WORK INSTRUCTION:
Write out exactly the lines below that run from the one containing "Mark the stage floor" through the one containing "# test: pin the woman's left", both included, with no other lines.

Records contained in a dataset

○ ○ ○ ○ ○

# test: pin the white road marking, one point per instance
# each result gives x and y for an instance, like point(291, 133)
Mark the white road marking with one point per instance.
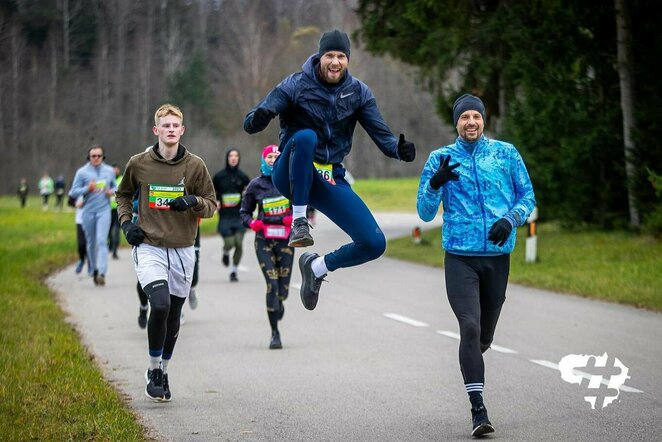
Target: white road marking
point(585, 375)
point(494, 347)
point(406, 320)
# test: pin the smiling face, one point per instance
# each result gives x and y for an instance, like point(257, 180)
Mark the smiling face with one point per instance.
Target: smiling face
point(96, 156)
point(169, 129)
point(470, 125)
point(333, 65)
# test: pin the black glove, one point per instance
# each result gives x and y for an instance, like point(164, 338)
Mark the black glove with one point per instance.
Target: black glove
point(406, 149)
point(444, 174)
point(261, 118)
point(182, 203)
point(499, 232)
point(134, 234)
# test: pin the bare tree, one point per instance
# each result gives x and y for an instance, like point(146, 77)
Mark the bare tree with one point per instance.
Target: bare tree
point(627, 101)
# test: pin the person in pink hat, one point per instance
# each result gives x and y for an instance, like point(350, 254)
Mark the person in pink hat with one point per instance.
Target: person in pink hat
point(272, 229)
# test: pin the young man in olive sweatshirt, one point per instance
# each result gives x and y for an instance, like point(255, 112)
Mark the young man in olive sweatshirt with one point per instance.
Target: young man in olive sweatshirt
point(174, 189)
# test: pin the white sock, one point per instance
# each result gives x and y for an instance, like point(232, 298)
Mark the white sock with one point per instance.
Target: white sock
point(319, 267)
point(298, 212)
point(154, 362)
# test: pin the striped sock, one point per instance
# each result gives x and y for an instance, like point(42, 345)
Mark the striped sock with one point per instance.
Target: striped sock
point(475, 392)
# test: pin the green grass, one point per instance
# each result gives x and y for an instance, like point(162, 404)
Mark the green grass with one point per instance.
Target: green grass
point(613, 266)
point(617, 266)
point(50, 386)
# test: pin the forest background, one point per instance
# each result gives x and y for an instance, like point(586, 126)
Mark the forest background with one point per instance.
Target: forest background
point(573, 84)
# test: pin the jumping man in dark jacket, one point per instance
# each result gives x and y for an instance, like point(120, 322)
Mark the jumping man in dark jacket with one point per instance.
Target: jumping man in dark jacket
point(318, 110)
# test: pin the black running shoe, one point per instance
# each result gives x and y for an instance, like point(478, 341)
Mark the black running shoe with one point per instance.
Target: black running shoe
point(167, 397)
point(275, 341)
point(154, 389)
point(310, 285)
point(300, 234)
point(481, 423)
point(142, 318)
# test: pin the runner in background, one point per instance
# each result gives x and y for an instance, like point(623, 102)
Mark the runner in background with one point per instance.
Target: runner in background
point(272, 229)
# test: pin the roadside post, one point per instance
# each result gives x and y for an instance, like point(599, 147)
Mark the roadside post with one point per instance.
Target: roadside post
point(531, 253)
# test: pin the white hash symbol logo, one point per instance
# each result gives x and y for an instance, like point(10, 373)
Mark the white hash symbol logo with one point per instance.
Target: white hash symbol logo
point(569, 373)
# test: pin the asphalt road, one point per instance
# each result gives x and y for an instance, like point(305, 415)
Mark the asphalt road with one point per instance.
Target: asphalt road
point(376, 361)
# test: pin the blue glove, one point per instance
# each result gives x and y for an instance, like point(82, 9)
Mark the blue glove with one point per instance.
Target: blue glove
point(499, 232)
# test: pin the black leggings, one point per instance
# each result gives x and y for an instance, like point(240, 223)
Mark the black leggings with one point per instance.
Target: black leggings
point(275, 258)
point(82, 244)
point(476, 289)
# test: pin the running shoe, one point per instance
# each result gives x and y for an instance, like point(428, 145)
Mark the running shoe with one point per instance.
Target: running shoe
point(481, 423)
point(142, 318)
point(154, 389)
point(167, 396)
point(193, 299)
point(275, 343)
point(300, 234)
point(310, 284)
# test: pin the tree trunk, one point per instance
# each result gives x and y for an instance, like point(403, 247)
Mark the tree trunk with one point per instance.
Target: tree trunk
point(66, 19)
point(627, 102)
point(53, 91)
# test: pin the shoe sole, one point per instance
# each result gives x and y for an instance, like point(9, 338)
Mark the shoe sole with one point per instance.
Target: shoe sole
point(153, 398)
point(302, 242)
point(482, 430)
point(306, 257)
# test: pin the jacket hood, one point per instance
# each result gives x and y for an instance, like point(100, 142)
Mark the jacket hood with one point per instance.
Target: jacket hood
point(182, 153)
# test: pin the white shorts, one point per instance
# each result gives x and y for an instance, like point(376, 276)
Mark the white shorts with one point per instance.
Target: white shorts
point(174, 265)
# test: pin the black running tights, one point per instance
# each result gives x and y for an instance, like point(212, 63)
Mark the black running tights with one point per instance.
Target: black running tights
point(476, 289)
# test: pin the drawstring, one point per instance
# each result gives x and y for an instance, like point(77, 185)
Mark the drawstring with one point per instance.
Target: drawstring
point(181, 263)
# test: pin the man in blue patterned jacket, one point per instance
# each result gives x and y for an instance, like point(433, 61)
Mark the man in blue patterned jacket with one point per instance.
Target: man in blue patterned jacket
point(319, 108)
point(485, 193)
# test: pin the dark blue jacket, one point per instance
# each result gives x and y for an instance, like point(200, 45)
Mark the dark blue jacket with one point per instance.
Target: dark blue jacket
point(303, 101)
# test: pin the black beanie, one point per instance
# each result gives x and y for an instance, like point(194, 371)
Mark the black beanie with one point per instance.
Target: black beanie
point(334, 41)
point(467, 102)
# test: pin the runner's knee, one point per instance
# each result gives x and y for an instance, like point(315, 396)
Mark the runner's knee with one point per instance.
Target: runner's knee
point(158, 294)
point(374, 245)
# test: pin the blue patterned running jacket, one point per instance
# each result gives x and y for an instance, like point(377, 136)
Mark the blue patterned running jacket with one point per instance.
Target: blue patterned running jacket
point(494, 183)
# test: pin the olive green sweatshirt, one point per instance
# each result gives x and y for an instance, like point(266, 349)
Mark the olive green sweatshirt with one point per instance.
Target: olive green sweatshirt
point(159, 181)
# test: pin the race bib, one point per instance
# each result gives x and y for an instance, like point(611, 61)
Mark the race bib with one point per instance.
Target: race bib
point(325, 171)
point(161, 195)
point(275, 232)
point(230, 199)
point(275, 206)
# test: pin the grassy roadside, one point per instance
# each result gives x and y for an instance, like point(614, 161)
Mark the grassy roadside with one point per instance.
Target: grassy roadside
point(50, 386)
point(614, 266)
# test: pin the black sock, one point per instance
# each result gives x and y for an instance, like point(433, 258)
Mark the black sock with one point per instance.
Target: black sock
point(273, 320)
point(476, 399)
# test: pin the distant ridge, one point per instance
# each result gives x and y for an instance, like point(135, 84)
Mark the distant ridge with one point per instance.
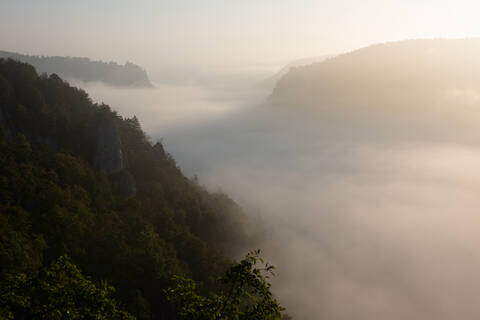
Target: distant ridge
point(271, 81)
point(404, 73)
point(86, 70)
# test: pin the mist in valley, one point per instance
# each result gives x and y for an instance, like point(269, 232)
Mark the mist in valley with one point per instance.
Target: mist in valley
point(367, 213)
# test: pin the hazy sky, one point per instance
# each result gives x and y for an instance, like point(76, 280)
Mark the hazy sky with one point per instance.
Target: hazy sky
point(224, 32)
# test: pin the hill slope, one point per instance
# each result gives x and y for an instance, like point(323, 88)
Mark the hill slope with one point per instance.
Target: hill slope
point(76, 179)
point(402, 73)
point(84, 69)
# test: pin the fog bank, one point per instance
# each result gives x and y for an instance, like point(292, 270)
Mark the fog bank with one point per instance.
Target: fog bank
point(368, 216)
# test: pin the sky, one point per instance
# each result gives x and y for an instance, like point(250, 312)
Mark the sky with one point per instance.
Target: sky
point(224, 33)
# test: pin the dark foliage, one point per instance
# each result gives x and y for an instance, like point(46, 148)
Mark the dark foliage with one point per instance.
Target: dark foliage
point(84, 69)
point(53, 203)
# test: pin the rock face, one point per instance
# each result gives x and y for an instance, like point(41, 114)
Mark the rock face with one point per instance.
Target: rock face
point(109, 158)
point(123, 183)
point(159, 151)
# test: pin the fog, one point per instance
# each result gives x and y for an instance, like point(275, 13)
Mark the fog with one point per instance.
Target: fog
point(366, 215)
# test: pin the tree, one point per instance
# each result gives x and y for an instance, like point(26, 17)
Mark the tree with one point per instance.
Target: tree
point(58, 292)
point(244, 294)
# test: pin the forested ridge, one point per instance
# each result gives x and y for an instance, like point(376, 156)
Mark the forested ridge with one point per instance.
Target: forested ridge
point(84, 69)
point(68, 230)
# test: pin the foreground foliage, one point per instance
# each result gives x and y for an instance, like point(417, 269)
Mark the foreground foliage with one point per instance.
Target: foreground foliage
point(53, 203)
point(244, 294)
point(58, 292)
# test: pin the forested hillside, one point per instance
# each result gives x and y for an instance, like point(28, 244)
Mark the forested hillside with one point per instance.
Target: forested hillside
point(405, 74)
point(84, 69)
point(85, 194)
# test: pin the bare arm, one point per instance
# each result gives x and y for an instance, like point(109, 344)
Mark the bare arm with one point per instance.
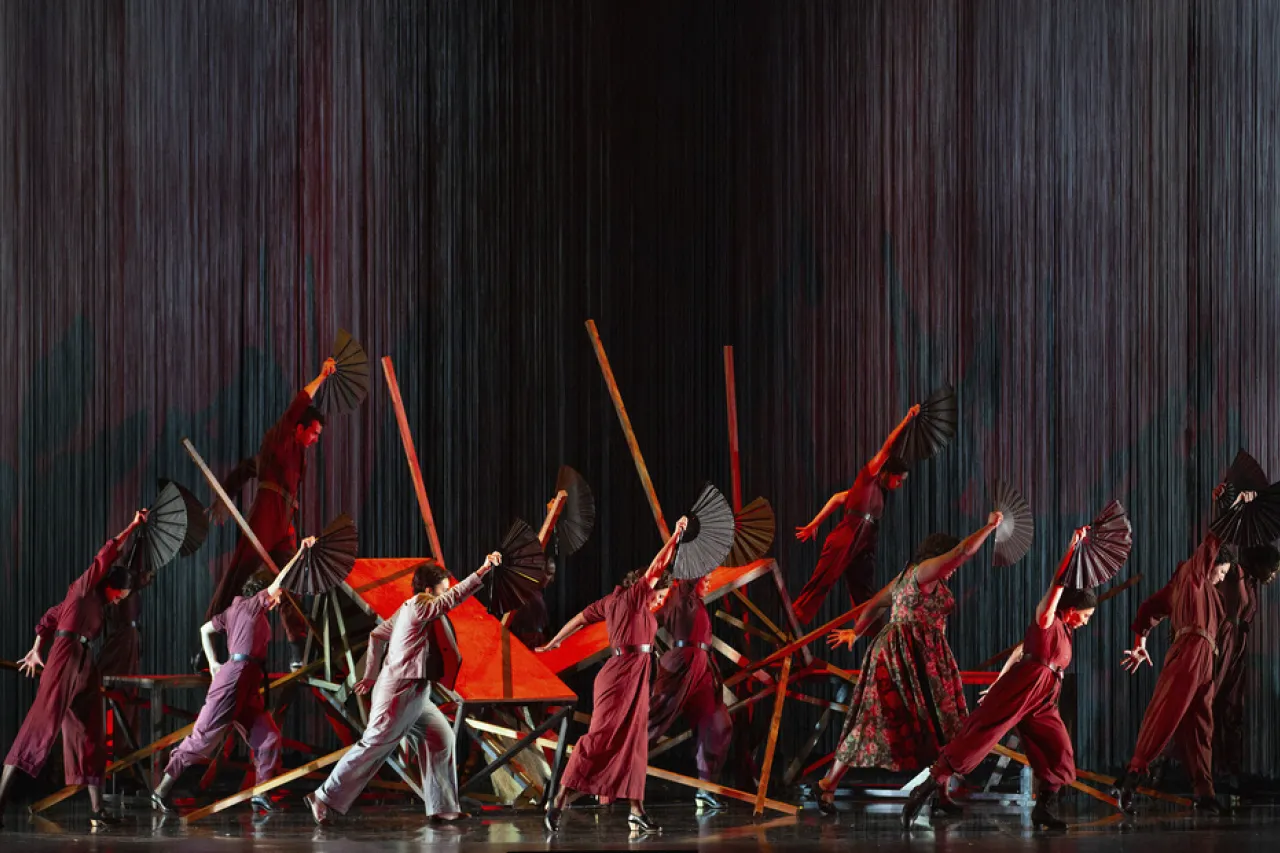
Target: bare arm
point(886, 451)
point(931, 571)
point(810, 529)
point(663, 557)
point(570, 628)
point(206, 642)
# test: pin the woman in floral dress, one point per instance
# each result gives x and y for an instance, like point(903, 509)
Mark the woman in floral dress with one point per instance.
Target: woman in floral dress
point(909, 699)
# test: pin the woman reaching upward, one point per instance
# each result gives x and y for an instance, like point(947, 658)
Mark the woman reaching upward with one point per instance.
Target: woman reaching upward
point(850, 548)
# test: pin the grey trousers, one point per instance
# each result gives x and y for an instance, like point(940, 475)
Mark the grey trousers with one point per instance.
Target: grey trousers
point(400, 711)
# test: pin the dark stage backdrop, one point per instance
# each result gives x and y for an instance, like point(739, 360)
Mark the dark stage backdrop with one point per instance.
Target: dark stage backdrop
point(1069, 210)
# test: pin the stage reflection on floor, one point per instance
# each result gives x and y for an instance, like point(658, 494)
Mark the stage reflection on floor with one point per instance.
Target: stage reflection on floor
point(986, 828)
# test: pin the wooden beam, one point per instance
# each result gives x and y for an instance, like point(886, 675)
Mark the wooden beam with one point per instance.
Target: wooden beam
point(780, 699)
point(1020, 758)
point(415, 470)
point(243, 525)
point(792, 647)
point(731, 398)
point(627, 430)
point(163, 743)
point(657, 772)
point(269, 785)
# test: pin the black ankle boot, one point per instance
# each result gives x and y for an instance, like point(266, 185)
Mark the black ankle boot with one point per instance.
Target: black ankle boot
point(920, 794)
point(944, 804)
point(1125, 792)
point(1043, 813)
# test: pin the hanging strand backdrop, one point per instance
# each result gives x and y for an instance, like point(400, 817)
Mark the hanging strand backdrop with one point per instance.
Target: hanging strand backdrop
point(1066, 210)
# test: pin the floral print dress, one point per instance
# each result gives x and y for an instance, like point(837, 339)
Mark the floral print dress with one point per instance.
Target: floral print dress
point(909, 701)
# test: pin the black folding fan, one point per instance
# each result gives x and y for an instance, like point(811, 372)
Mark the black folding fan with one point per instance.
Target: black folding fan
point(753, 533)
point(932, 428)
point(1251, 523)
point(158, 539)
point(348, 386)
point(1016, 529)
point(577, 516)
point(197, 523)
point(708, 538)
point(327, 562)
point(522, 571)
point(1104, 550)
point(1243, 475)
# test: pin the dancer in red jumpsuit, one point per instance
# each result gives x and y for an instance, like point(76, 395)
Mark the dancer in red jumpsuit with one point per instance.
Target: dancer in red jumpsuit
point(849, 550)
point(1024, 696)
point(280, 469)
point(234, 696)
point(69, 694)
point(609, 760)
point(1182, 707)
point(1239, 594)
point(690, 684)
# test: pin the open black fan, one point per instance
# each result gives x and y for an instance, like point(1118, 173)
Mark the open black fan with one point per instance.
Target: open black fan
point(197, 523)
point(327, 562)
point(1243, 475)
point(1253, 523)
point(348, 386)
point(158, 539)
point(1018, 528)
point(708, 538)
point(753, 533)
point(522, 571)
point(932, 428)
point(577, 518)
point(1105, 548)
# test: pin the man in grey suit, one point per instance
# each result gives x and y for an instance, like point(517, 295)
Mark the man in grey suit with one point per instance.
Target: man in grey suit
point(419, 648)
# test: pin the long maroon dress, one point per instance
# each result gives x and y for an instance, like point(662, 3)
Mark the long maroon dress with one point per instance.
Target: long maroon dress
point(282, 464)
point(1024, 697)
point(909, 699)
point(689, 682)
point(1183, 701)
point(611, 758)
point(69, 693)
point(849, 550)
point(1239, 596)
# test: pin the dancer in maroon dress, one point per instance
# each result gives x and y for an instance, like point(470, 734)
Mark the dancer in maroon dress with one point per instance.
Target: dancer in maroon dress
point(68, 697)
point(280, 469)
point(909, 701)
point(1024, 696)
point(609, 760)
point(850, 548)
point(1182, 706)
point(234, 696)
point(1239, 594)
point(690, 684)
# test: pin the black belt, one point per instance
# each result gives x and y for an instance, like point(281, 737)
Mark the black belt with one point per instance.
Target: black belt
point(1052, 667)
point(279, 489)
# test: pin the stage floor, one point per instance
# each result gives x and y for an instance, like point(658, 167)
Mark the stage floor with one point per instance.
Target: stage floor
point(986, 828)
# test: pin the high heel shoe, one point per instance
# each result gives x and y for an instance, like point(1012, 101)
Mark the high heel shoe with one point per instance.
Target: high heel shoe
point(826, 798)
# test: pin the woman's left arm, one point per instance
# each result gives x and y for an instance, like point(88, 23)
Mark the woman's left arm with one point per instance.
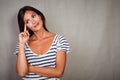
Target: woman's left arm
point(56, 71)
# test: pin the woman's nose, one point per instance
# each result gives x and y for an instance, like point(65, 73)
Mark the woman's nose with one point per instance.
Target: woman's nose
point(33, 21)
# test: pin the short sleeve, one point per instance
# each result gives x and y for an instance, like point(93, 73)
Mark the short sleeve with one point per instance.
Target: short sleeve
point(16, 49)
point(63, 44)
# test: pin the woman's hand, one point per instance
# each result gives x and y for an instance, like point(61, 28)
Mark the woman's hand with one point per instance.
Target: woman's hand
point(24, 36)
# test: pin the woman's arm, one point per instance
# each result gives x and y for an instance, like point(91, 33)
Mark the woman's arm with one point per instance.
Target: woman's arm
point(56, 71)
point(21, 66)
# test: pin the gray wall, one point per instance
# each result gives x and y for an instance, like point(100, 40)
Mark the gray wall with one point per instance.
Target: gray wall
point(92, 28)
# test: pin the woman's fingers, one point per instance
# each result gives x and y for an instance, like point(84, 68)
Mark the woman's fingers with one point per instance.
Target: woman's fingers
point(25, 28)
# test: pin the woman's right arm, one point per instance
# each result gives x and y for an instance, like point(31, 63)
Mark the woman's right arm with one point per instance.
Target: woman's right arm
point(22, 65)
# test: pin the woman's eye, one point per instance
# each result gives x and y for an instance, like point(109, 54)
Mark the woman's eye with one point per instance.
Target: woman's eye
point(33, 16)
point(27, 22)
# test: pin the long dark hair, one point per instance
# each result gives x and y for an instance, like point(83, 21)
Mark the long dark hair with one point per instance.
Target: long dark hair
point(21, 16)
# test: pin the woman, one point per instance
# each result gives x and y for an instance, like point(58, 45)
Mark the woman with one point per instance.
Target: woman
point(41, 55)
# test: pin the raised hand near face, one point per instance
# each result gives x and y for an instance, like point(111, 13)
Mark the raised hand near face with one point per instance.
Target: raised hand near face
point(24, 36)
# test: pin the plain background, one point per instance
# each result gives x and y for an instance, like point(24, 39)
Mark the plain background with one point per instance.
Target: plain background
point(92, 27)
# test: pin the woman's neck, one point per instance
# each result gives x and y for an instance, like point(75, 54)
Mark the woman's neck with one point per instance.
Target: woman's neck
point(40, 34)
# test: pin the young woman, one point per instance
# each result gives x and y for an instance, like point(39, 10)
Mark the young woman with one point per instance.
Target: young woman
point(41, 55)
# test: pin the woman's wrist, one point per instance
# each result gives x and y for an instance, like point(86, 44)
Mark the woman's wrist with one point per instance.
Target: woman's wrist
point(21, 44)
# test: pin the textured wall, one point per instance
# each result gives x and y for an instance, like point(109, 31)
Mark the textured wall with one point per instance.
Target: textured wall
point(92, 28)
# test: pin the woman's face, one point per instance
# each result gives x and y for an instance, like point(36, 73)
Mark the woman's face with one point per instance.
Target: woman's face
point(32, 20)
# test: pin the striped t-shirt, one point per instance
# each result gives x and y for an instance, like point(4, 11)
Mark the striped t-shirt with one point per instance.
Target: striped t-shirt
point(46, 60)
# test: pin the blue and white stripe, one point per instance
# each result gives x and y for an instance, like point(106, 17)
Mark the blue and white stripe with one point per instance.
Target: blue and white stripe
point(46, 60)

○ ○ ○ ○ ○

RESULT OF THIS EXERCISE:
Mark the stage floor with one point per instance.
Target: stage floor
point(986, 828)
# test: pin the high heel shoe, one point per instance
# each result gives x and y for an instance, like point(1012, 101)
Mark the high heel shoe with one point per instance.
Target: high heel shoe
point(826, 798)
# test: pin the woman's left arm, one point per instance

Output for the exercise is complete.